→ **INSTRUCTIONS FOR THE TASK**
Reproduce the data below with each "instance" changed to "occurrence" and nothing else altered.

→ **DATA EXCERPTS**
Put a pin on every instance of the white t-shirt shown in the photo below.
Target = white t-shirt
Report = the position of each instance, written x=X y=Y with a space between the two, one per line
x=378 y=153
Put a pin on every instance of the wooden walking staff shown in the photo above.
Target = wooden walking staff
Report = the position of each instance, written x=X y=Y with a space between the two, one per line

→ **WRITTEN REPLY**
Put a pin on every occurrence of the white t-shirt shown in the photo below.
Target = white t-shirt
Report = the position of each occurrence, written x=X y=Y with a space between the two, one per line
x=378 y=153
Put a pin on every occurrence of the wooden walking staff shown in the photo above.
Target = wooden walking staff
Report = the position of each occurrence, written x=X y=Y with a space between the two, one per line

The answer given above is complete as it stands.